• Reading passage:
begin
# Emulsion



## Byeline666 (Oct 21, 2006)

i have been using *CCI DXP Diazo-Photopolymer Dual Cure Direct Emulsion* and my supplier just recently recomended me *SaatiChem PS2 Blue* emulsion. 

he said its blue and it doesn't need to be sensitized. also that its unlimited shelf life and exposes twice as fast. 

first of all i have always thought that blue emulsion was for graphic printing. just wanted to know if anyone has any experience using this type of emulsion and if its really as good as it sounds.

thanks.


----------



## RichardGreaves (Nov 7, 2006)

Byeline666 said:


> i have been using *CCI DXP Diazo-Photopolymer Dual Cure Direct Emulsion* and my supplier just recently recomended me *SaatiChem PS2 Blue* emulsion.
> 
> he said its blue and it doesn't need to be sensitized.
> 
> ...


There is some basis for saying that red colored emulsions resolve an image better, but only under the best exposure and coating conditions. Check any listing from any emulsion company (including Saati) and you will see a range of colors from blue to red and others in between. Blue emulsion is not for graphic printing.

Pre-sensitized emulsion DOES NOT have an unlimited shelf life. 18 months to 3 years in controlled storage, but not unlimited.
end
• What the task asks: According to the emulsion thread, what did the supplier claim about SaatiChem PS2 Blue? List every claim.

[Object point labels]
begin
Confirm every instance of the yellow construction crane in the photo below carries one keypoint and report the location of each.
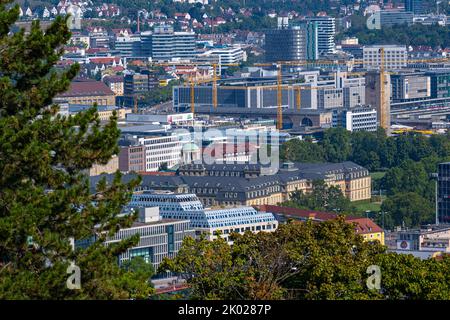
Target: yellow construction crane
(135, 104)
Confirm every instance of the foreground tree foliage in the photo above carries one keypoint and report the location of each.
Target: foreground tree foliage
(45, 198)
(308, 261)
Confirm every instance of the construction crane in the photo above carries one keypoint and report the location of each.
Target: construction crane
(384, 123)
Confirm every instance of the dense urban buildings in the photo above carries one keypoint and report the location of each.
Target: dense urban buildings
(326, 29)
(395, 57)
(357, 133)
(88, 92)
(443, 193)
(159, 237)
(205, 221)
(296, 42)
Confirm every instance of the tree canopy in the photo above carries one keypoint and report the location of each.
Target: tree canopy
(307, 261)
(45, 196)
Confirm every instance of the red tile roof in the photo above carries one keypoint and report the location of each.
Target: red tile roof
(363, 225)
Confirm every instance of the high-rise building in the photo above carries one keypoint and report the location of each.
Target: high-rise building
(395, 57)
(440, 83)
(157, 151)
(292, 43)
(443, 193)
(128, 46)
(362, 118)
(388, 18)
(379, 97)
(415, 6)
(326, 30)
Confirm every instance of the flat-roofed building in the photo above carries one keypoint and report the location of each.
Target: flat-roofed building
(87, 92)
(365, 227)
(410, 86)
(204, 221)
(395, 57)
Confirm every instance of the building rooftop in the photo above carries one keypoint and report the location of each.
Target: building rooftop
(363, 225)
(80, 88)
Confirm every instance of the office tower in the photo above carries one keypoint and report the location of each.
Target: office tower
(128, 46)
(292, 43)
(326, 29)
(415, 6)
(443, 193)
(395, 57)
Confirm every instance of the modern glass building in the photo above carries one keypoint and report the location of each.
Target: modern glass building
(167, 44)
(159, 237)
(203, 221)
(443, 197)
(415, 6)
(292, 43)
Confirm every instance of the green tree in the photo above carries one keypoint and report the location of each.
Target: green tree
(408, 208)
(45, 196)
(298, 260)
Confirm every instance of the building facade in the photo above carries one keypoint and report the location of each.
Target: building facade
(159, 151)
(375, 98)
(132, 158)
(361, 118)
(443, 197)
(88, 92)
(159, 238)
(292, 43)
(389, 18)
(415, 6)
(167, 44)
(439, 83)
(326, 30)
(203, 221)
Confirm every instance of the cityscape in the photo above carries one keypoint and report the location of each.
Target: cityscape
(225, 150)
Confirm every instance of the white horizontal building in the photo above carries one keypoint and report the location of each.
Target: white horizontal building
(203, 221)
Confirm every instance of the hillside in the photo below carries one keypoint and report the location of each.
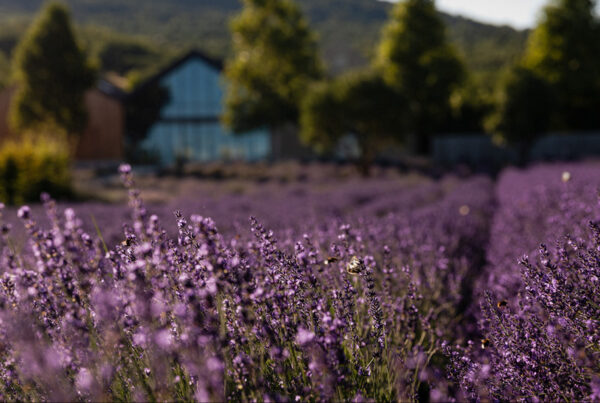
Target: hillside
(348, 29)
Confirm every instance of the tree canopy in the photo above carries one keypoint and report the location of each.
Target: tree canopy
(415, 57)
(52, 75)
(360, 104)
(274, 59)
(524, 110)
(564, 50)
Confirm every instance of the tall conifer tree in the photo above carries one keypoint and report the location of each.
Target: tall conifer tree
(275, 58)
(415, 57)
(52, 75)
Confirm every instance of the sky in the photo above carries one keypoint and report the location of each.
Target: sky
(518, 13)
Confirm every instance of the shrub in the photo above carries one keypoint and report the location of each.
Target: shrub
(32, 166)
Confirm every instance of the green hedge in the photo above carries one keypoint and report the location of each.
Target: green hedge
(30, 167)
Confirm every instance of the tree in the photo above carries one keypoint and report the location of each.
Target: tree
(524, 111)
(274, 60)
(415, 57)
(361, 104)
(52, 75)
(564, 50)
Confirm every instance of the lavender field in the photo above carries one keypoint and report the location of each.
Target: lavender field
(428, 290)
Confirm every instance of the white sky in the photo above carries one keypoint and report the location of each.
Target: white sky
(518, 13)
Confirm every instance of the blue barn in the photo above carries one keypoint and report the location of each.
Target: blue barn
(188, 126)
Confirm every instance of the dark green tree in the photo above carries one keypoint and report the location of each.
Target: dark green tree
(524, 111)
(415, 57)
(361, 104)
(564, 50)
(52, 75)
(274, 60)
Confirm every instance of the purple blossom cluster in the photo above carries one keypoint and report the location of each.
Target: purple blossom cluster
(539, 317)
(376, 290)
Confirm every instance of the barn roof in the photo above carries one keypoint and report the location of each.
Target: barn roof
(193, 54)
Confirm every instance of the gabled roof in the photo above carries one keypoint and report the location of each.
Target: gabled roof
(193, 54)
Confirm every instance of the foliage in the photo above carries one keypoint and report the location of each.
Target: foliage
(4, 70)
(470, 105)
(415, 57)
(275, 58)
(361, 104)
(564, 51)
(525, 109)
(52, 75)
(348, 29)
(31, 166)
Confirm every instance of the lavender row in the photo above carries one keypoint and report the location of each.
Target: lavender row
(349, 298)
(540, 316)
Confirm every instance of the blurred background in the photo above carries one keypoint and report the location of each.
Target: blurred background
(263, 89)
end
• Answer to the exercise:
- It is blue.
- It doesn't need to be sensitized.
- It has an unlimited shelf life.
- It exposes twice as fast.